# 2014 310 Tb



## Gary (Dec 9, 2007)

Just picked up our new 2014 310 TB

LOVE IT










This is our third outback first a 2007 23KRS then a 2010 28ORS.

This will be the last one. DW heard that before.


----------



## Northern Ninja (Aug 20, 2011)

Gary said:


> Just picked up our new 2014 310 TB
> 
> LOVE IT
> 
> ...


Congratulations! When's her maiden voyage?


----------



## Tourdfox (Oct 4, 2012)

Way to go Gary.Your back in the game.Do to unfortunate circumstances we still havn't been out for the mayden voyage with our new unit.Hope you get out there soon.Havn't seen the 310 TB up close as nobody has had 1.That's the 28 Rs replacement correct.Still with a side loader.Very nice unit but 5 ft longer was to much for us.That's why we were hot and heavy on a 280 before there were no more new ones in existance.If you ever tow that toy through the Okanagan i'd really like to check it out.


----------



## Gary (Dec 9, 2007)

## ITEMS
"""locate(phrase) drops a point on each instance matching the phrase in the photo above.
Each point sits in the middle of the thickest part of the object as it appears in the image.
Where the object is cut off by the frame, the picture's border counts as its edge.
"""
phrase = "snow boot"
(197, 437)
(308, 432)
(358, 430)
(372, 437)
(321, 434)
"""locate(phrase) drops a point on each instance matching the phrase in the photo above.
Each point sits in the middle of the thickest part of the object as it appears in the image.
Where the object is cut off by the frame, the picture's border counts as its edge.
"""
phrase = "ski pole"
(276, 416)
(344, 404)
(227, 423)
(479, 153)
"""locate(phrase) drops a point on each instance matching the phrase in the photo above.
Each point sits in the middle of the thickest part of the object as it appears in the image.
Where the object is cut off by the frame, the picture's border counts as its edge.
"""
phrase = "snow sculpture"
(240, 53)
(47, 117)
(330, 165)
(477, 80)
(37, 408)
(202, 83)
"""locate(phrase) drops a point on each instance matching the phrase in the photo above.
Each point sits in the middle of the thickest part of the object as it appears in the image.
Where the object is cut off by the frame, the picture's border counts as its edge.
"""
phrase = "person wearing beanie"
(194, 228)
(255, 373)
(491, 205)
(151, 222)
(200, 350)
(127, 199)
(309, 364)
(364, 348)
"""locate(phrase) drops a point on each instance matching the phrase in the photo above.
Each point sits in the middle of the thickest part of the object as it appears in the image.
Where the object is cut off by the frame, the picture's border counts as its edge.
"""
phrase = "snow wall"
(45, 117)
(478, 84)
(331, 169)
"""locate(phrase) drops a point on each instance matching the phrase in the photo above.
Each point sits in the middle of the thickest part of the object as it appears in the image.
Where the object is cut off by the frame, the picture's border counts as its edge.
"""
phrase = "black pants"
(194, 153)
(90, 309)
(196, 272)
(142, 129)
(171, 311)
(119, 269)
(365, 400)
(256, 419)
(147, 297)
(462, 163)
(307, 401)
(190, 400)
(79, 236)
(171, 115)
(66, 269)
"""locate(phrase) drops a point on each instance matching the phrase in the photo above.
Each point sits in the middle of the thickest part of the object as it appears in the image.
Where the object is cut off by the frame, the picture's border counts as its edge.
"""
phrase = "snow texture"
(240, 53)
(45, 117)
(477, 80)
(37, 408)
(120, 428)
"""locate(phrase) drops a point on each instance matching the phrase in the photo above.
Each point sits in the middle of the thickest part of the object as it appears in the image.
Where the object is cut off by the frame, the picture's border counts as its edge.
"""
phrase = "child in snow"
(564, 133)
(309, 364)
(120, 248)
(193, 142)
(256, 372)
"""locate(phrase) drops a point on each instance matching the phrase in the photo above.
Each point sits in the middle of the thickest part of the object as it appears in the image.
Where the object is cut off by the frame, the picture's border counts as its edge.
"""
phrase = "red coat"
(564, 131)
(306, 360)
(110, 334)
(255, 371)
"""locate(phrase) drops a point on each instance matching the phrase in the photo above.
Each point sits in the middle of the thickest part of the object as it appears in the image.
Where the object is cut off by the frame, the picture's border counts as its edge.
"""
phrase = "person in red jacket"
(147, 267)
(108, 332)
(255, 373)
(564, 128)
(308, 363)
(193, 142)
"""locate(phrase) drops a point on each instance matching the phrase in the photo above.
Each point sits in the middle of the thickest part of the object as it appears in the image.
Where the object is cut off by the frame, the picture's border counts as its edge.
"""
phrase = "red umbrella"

## WHAT THE TASK REQUIRES
In the forum thread about the 2014 310 TB, which two Outbacks did Gary own before this one?

## ANSWER TO THE PROBLEM
A 2007 23KRS and then a 2010 28ORS.